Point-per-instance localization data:
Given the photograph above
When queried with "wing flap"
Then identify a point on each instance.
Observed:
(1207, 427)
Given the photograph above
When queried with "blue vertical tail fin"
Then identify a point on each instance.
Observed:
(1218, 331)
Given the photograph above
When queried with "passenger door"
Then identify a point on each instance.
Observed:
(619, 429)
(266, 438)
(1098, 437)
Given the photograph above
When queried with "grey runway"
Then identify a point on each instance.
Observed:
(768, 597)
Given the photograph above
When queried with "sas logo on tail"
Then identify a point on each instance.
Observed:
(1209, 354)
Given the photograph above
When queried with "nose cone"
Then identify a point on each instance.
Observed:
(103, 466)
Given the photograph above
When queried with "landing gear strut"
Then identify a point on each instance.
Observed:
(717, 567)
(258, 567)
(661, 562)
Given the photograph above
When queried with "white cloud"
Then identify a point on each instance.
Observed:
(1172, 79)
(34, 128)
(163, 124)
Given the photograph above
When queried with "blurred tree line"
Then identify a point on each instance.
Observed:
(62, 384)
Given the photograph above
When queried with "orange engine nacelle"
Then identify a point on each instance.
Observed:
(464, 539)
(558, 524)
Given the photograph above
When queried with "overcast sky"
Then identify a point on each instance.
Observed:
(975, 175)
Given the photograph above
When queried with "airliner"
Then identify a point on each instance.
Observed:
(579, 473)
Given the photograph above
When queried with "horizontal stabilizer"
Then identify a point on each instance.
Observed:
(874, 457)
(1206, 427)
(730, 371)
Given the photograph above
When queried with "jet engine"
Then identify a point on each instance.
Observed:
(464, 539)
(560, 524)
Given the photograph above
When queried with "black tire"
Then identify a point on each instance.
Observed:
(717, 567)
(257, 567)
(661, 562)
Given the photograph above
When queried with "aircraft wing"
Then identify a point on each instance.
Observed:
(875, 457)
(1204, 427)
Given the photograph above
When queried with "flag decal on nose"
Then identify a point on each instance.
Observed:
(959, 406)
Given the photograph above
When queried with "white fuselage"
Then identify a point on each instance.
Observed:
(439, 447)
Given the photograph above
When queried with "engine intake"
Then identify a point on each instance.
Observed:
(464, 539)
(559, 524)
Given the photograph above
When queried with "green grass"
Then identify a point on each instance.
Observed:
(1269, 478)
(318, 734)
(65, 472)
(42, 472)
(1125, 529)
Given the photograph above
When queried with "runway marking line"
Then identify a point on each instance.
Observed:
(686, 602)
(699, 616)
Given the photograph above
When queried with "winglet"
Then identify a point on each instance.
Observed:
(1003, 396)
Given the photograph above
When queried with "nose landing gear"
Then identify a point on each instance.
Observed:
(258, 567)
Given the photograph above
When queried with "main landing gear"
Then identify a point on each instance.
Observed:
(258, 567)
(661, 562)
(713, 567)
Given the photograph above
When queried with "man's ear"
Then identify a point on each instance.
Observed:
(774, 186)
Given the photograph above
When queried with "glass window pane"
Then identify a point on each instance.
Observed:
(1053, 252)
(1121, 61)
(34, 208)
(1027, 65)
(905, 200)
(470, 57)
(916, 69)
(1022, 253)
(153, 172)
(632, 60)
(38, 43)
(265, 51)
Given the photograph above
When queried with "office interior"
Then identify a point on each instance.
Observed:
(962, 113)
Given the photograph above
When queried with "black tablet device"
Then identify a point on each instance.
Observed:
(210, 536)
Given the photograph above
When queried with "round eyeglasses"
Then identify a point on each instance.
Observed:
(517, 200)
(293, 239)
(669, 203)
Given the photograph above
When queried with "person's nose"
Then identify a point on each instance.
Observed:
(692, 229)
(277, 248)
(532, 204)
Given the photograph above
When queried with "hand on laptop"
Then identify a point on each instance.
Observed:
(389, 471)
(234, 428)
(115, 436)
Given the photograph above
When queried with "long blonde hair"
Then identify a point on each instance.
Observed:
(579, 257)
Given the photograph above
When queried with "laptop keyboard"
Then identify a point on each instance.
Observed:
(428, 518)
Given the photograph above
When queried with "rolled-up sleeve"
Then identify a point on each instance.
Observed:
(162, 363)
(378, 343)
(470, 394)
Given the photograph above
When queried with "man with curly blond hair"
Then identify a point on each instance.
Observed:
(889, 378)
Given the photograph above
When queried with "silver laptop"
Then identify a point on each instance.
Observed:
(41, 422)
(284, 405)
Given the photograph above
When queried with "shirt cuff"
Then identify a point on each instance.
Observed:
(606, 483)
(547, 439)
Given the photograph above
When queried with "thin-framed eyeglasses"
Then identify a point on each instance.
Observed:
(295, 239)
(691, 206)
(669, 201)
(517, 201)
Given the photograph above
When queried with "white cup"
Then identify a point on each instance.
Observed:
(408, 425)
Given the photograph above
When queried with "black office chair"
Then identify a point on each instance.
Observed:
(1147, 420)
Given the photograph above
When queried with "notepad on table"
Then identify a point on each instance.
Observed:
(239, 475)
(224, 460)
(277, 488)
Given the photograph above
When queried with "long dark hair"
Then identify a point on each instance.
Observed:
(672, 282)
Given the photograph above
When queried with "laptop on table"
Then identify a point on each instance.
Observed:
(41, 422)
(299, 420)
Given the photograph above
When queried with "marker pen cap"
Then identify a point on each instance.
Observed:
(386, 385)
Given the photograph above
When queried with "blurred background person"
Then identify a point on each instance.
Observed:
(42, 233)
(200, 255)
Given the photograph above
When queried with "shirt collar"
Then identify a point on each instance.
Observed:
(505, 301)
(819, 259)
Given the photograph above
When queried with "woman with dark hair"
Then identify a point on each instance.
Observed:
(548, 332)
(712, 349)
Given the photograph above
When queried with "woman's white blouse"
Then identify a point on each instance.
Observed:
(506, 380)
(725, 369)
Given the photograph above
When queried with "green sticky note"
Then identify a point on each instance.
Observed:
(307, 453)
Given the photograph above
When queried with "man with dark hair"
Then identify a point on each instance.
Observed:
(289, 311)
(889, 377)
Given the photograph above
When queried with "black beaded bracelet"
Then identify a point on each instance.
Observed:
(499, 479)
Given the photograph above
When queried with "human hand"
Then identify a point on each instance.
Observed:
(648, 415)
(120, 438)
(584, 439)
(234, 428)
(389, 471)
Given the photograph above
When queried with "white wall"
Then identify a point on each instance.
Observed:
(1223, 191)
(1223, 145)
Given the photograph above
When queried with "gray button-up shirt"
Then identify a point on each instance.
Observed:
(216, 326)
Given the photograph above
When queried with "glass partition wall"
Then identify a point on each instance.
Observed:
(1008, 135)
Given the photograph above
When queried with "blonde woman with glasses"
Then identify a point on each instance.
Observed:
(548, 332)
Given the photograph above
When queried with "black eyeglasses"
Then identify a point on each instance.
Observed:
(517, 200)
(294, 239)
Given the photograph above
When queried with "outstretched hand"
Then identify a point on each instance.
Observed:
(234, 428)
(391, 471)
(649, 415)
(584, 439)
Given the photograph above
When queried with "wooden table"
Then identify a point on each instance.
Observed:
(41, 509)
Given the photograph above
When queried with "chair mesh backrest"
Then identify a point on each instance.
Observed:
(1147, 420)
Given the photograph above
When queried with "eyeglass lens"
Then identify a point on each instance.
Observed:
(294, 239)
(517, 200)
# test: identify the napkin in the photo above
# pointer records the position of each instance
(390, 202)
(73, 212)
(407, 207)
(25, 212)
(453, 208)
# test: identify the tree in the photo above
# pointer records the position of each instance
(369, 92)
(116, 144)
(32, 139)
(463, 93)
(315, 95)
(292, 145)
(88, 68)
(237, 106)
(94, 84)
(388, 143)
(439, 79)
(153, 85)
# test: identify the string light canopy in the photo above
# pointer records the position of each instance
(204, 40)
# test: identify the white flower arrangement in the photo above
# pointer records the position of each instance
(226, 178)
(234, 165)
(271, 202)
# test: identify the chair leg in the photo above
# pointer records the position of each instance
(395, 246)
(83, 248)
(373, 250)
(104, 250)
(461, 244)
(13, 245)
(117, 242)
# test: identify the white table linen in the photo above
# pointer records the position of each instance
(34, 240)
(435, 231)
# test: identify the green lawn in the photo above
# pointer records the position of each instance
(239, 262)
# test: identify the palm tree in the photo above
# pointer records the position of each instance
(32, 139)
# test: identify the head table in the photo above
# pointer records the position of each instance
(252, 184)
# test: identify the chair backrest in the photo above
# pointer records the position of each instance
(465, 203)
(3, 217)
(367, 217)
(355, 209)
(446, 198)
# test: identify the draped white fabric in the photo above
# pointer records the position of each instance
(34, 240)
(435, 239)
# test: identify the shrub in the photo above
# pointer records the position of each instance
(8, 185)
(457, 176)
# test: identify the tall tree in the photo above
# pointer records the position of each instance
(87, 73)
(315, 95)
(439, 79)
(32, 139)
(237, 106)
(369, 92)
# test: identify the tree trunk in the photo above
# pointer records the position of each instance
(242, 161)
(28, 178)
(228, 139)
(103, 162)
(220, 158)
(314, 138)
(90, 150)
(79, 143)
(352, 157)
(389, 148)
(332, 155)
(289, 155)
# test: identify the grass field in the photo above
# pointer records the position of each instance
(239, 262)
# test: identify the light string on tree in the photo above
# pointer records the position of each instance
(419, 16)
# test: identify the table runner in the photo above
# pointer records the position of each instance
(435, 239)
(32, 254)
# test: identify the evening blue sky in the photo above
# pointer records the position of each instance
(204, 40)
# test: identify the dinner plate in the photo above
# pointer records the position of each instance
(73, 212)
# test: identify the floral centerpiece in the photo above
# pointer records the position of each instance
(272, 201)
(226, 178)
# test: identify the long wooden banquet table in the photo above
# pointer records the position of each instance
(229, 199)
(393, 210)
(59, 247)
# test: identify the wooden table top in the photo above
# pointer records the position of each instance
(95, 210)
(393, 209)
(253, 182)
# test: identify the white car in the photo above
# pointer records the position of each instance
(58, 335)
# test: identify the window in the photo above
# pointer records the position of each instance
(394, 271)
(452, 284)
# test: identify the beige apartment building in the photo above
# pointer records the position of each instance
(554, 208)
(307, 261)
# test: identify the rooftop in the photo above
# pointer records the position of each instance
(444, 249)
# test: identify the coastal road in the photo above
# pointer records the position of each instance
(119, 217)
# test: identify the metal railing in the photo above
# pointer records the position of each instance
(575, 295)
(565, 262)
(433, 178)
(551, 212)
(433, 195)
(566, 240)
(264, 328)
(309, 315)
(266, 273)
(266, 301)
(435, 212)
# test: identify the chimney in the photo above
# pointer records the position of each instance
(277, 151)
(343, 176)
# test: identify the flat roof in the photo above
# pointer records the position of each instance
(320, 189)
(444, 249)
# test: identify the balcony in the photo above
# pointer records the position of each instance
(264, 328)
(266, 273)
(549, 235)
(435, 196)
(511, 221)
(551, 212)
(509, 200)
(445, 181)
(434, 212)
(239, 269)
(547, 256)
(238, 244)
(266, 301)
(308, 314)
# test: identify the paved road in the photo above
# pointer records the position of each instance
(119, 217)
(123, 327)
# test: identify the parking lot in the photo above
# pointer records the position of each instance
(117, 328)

Assigned task
Starting at the line that contains "# test: identify the paved", transcribe every line through the last line of the entries above, exactly, and nothing else.

Exercise response
# test: identify the paved road in the photo above
# pointer records the position of each instance
(119, 217)
(123, 327)
# test: identify the parking lot in the photo above
# pointer records the position of each instance
(117, 328)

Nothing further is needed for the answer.